Having found the line that holds "The pointer SHOULD return, for each instance of the skin", give that line and all lines after it again, word for word, through the end of the data below.

----

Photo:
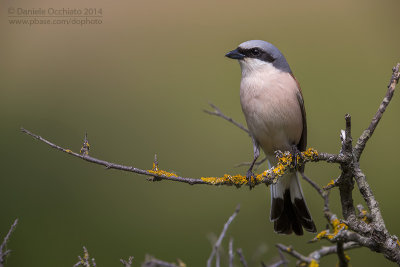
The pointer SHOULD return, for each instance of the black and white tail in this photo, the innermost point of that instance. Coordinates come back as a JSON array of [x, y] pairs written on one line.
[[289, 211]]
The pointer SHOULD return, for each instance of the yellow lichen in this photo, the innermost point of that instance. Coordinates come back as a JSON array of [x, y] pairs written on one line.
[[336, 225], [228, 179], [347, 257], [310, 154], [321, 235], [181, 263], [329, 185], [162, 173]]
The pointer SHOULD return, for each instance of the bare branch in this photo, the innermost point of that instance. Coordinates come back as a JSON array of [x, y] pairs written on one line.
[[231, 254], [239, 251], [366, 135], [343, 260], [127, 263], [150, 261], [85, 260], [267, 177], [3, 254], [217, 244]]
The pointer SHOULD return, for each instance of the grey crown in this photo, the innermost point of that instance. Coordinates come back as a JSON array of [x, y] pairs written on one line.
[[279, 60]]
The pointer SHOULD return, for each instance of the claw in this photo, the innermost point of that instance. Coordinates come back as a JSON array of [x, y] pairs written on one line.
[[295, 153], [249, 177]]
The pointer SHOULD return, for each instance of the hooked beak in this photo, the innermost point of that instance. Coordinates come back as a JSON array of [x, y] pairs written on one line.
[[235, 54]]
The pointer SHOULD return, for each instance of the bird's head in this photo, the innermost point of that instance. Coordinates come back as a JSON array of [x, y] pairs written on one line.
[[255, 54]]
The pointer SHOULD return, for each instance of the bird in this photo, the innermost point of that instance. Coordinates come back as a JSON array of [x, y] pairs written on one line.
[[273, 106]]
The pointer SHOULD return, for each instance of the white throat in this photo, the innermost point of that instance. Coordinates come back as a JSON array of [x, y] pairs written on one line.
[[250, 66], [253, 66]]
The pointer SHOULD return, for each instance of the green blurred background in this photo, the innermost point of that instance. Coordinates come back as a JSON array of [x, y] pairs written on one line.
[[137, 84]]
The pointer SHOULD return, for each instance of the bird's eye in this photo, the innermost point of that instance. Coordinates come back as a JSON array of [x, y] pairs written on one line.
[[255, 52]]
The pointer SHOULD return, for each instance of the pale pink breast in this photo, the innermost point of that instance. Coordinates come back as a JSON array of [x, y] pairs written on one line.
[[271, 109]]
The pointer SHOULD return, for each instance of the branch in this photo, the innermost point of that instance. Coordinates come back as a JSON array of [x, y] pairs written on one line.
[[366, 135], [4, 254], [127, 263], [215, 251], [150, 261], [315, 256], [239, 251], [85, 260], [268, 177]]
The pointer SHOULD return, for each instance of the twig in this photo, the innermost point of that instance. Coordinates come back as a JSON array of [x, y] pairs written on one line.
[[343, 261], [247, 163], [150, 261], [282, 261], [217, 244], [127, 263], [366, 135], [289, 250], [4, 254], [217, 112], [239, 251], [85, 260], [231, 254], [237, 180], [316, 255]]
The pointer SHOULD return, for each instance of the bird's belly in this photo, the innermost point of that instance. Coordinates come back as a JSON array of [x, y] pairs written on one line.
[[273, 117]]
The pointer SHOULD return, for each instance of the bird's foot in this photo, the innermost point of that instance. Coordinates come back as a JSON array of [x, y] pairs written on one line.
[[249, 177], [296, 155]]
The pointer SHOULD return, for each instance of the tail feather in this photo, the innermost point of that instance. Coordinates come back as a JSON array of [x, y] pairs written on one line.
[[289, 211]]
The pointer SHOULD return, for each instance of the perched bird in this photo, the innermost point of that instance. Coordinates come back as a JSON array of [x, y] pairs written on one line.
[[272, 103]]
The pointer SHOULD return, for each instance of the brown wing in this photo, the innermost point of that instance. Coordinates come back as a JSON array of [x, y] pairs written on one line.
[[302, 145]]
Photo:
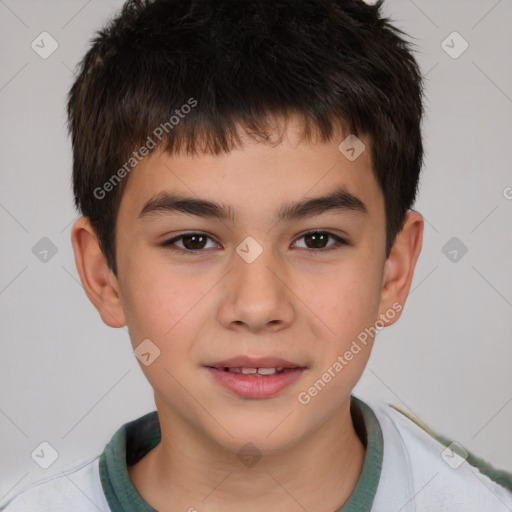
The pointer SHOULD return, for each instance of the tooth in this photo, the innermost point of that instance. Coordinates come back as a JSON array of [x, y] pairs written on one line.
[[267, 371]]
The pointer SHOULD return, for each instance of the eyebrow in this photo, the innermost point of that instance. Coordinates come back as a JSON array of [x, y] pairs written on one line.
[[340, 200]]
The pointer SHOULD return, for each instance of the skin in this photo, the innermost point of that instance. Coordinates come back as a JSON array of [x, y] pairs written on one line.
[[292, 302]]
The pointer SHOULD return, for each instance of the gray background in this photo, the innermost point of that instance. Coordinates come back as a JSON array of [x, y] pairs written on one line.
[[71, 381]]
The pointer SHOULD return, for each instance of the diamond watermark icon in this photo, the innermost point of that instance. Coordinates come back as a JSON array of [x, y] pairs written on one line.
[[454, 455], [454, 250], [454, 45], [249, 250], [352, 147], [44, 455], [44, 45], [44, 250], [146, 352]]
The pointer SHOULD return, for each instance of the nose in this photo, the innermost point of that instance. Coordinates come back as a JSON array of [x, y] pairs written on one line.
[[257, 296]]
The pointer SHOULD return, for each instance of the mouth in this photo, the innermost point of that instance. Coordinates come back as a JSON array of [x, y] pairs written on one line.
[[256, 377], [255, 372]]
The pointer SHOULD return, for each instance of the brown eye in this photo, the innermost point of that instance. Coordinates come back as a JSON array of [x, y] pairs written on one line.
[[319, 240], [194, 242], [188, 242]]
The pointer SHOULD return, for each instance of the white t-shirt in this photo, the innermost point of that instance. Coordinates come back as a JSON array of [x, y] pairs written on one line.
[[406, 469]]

----

*Solved exercise*.
The pointer SHOULD return, for each instance of the skin in this photo, the innermost point of that instance. Coordinates come back as a JSON array of [x, y] pairs written on one line.
[[292, 302]]
The pointer SHOULD return, for each instance of the gray background in this photo, the innermost point of that instance. Coordinates come back as a JSON array of [x, y] pairs written on one line.
[[71, 381]]
The pointer SHOULD return, for each instance of the diamond watermark icon in this photo, the innermost point of that instance. Coordinates come back as a JSON array of [x, y] pairs written on one line.
[[454, 455], [454, 250], [454, 45], [249, 250], [352, 147], [44, 455], [44, 45], [44, 250], [146, 352]]
The pointer SHOULD return, for each instance of the nose in this photo, the innermost point of that instance. Coordinates come back as a JSON array of [x, y] pairs written on one line.
[[257, 296]]
The pointer SHOULD return, for each instance of the mouth in this photo, the innermost point of that instance. Coordinates come back as a JSON array of [x, y] pairs written on one line.
[[256, 377], [255, 372]]
The pointer SHOULD return, for each instance of the brown eye in this photo, the innermost point of that instance. Coordinates come back as a JSON array of [x, y] pairs written on one line.
[[319, 240], [194, 242], [188, 242]]
The pointer SHOULD return, for each instance of the white t-shirt in this photo, the innermost point of that instance. Coordinates come back as a JSON array of [x, y] pairs written on one line.
[[406, 469]]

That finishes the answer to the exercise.